Cristina ha detto...

Quando più o meno consapevolmente si parla di morte, non necessariamente si intende la morte fisica. Più verosimilmente ci si riferisce al passaggio verso una fase diversa della vita che il nostro inconscio desidera. Io credo che tutta la nostra esistenza sia piena di queste fasi diverse, il cambiamento è sempre un po’ traumatico, ma necessario. Prendere consapevolezza che c’è questo desiderio significa che siamo già in cammino. Anche per quello che riguarda questo blog, si è pensato fosse uno strumento utile per un confronto tra i volontari, ma non lo è stato. Si troverà un sistema diverso. Cristina

Gianpietro ha detto...

Le considerazioni che ho riportato nel post, oltre ad afferire alla sfera personale (e di questo chiedo venia) volevano essere lo specchio del mio stato d’animo attuale e la considerazione finale sul blog mi è uscita dalla penna in modo spontaneo e irriflesso. Naturalmente le trasposizioni ed i parallelismi sono sempre possibili e concordo sul fatto che il più delle volte non è alla morte fisica che ci si riferisce, ma a mutamenti di stato, a fasi diverse (evolutive a volte, involutive più spesso) dell’esistenza. Apprezzo anche l’ottica positiva che metti nella lettura del cambiamento, ma nelle mie parole non credo si possa leggere alcunché di “desiderato”, semmai una presa d’atto indifferibile. Ed è per questo che assomiglia tanto ad una resa. Gianpietro

Cristina ha detto...

Compito assegnato 1:
Secondo Cristina, nel testo, a che cosa ci si riferisce più verosimilmente quando si parla di morte?
Compito assegnato 2:
Copia dal testo il passo che comincia con "Quando più o" e prosegue fino a "Gianpietro ha detto...".
Il materiale qui sotto è separato dal testo.

Materiale fornito:
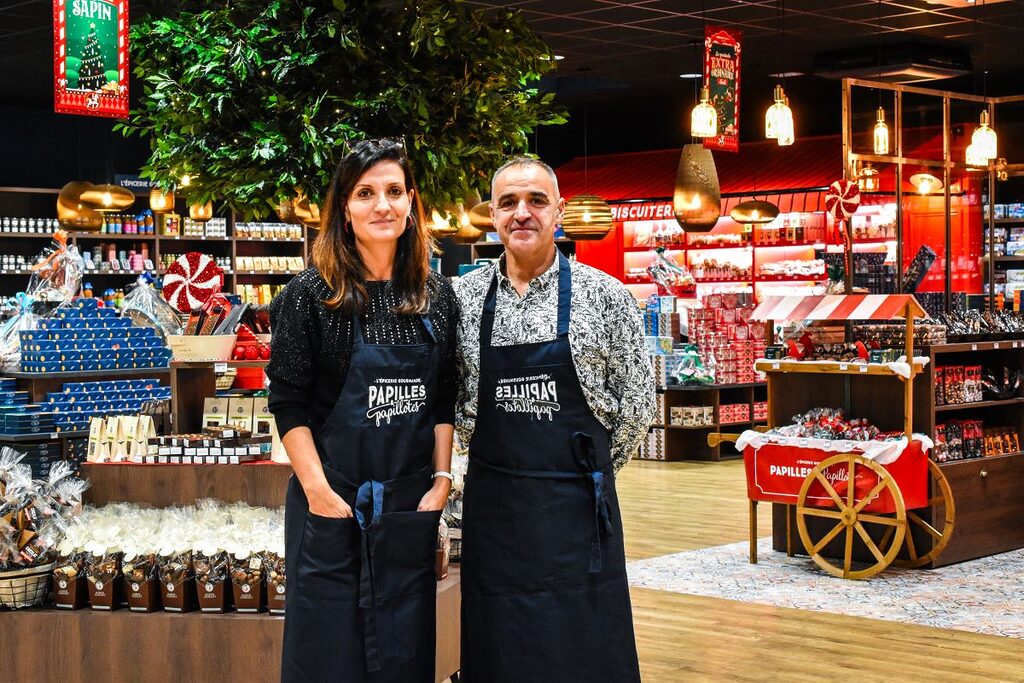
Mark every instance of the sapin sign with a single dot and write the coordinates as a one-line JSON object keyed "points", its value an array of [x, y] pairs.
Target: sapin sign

Risultato del compito 1:
Al passaggio verso una fase diversa della vita che il nostro inconscio desidera.

Risultato del compito 2:
Quando più o meno consapevolmente si parla di morte, non necessariamente si intende la morte fisica. Più verosimilmente ci si riferisce al passaggio verso una fase diversa della vita che il nostro inconscio desidera. Io credo che tutta la nostra esistenza sia piena di queste fasi diverse, il cambiamento è sempre un po’ traumatico, ma necessario. Prendere consapevolezza che c’è questo desiderio significa che siamo già in cammino. Anche per quello che riguarda questo blog, si è pensato fosse uno strumento utile per un confronto tra i volontari, ma non lo è stato. Si troverà un sistema diverso. Cristina

Gianpietro ha detto...